What is the difference between gross income and AGI?

Gross income (Line 9 of Form 1040) is all income from all sources. AGI or adjusted gross income (Line 11) is gross income minus above-the-line deductions including 401k contributions, IRA deductions, student loan interest, HSA contributions, self-employment tax deduction, and the 2026 OBBBA deductions for qualified tips (up to $25,000) and overtime premium pay (up to $12,500 single). AGI controls eligibility for dozens of tax benefits. Taxable income is AGI minus the standard deduction ($16,100 single, $32,200 MFJ in 2026) — this is what your tax brackets actually apply to.

What is monthly gross income?

Monthly gross income is your annual gross income divided by 12. A $72,000 annual salary equals $6,000 monthly gross income. For hourly workers: (hourly rate × weekly hours × 52) ÷ 12. Lenders use monthly gross income — not monthly net income — when evaluating mortgage applications and loan eligibility. The standard 28% rule says housing costs should not exceed 28% of monthly gross income. On $6,000 monthly gross, maximum housing cost is $1,680 per month. Your actual monthly take-home from a $72,000 salary will be approximately $4,500–$5,000 depending on state and deductions.

How do I calculate my annual gross income?

For a salaried employee: your annual gross income equals your annual salary. For an hourly employee: hourly rate × 2,080 hours (IRS standard full-time year) = annual gross income. Example: $28/hour × 2,080 = $58,240. For multiple income sources: add all W-2 wages + all 1099 income + all investment income + rental income + any other taxable income. Subtract nothing — deductions come later in the AGI and taxable income calculations. Use our annual salary calculator to convert any hourly rate to annual gross income.

Does OBBBA eliminate taxes on tips in 2026?

Not completely. OBBBA (P.L. 119-21) creates an above-the-line deduction for qualified tips of up to $25,000 annually on Schedule 1-A, reducing your AGI and eliminating federal income tax on those tips for most workers. But tips still count as gross income, still appear on your W-2, and are still subject to FICA (Social Security 6.2% + Medicare 1.45%). Tips also still count toward your gross income for purposes of AGI phase-out calculations. The phase-out begins at $150,000 MAGI for single filers and $300,000 for MFJ. Workers earning below those thresholds effectively pay zero federal income tax on tips up to $25,000.

What is gross income for a self-employed person?

## [Given information]
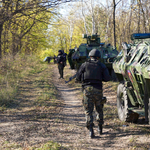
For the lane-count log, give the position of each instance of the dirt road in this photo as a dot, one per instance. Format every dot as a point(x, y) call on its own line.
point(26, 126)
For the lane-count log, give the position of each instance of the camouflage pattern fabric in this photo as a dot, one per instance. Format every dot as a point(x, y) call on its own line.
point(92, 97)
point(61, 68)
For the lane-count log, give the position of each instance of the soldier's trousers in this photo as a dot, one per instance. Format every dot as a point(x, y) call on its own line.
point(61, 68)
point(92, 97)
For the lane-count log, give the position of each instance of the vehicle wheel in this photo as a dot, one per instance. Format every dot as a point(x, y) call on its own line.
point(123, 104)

==

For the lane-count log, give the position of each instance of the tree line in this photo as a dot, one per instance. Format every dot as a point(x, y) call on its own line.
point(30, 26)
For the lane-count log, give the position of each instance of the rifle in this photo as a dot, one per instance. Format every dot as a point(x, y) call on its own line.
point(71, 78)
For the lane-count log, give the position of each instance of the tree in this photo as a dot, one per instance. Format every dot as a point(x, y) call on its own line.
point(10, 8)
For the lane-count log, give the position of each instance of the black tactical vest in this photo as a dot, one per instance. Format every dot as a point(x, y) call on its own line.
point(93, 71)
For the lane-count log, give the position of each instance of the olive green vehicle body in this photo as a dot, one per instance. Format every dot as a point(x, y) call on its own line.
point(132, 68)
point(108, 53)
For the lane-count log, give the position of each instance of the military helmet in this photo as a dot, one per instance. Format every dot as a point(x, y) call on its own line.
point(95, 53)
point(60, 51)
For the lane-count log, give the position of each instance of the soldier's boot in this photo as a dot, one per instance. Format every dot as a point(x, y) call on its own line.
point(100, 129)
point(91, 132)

==

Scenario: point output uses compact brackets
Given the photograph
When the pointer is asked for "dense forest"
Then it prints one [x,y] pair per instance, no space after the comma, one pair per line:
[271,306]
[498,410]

## [Task]
Continue the gross income FAQ from the point where it stops.

## [Output below]
For self-employed workers, gross income is the net profit from business activities — total revenue minus allowable business expenses on Schedule C. If you earned $90,000 in client revenue and had $15,000 in legitimate business expenses, your gross income from self-employment is $75,000. That $75,000 flows to Form 1040 and is subject to self-employment tax (15.3% on 92.35% of net SE income) plus federal and state income tax. You can then take above-the-line deductions including 50% of SE tax and self-employed health insurance premiums. Use our self-employment tax calculator for exact figures.

What is gross income vs net income?

Gross income is all earnings before deductions. Net income is what reaches your bank account after federal income tax, state income tax, FICA (7.65%), and any voluntary deductions are subtracted. On a $65,000 annual salary, single filer in Texas: gross income $65,000, federal tax ~$5,300, FICA ~$4,973, net take-home ~$54,727. In California, the same salary nets approximately $48,000 after adding ~6,500 in state income tax. The gap between gross and net income is the combined effect of all taxes and withholding. See the full comparison in our gross pay vs net pay guide.

What is gross income on a W-2 — gross income W-2 Box 1 explained?

On a W-2, your gross income for federal purposes appears in Box 1 — wages, tips, and other compensation. This is already reduced by pre-tax 401k contributions, pre-tax health insurance premiums, and pre-tax FSA contributions — so W-2 Box 1 is technically lower than your true gross wages. Your actual gross wages (before any payroll deductions) appear in Box 3 (Social Security wages) and Box 5 (Medicare wages), which are typically higher than Box 1. FICA is calculated on Box 3 and Box 5 wages. Federal income tax is calculated on Box 1 wages. Box 1 wages flow to Line 1 of Form 1040.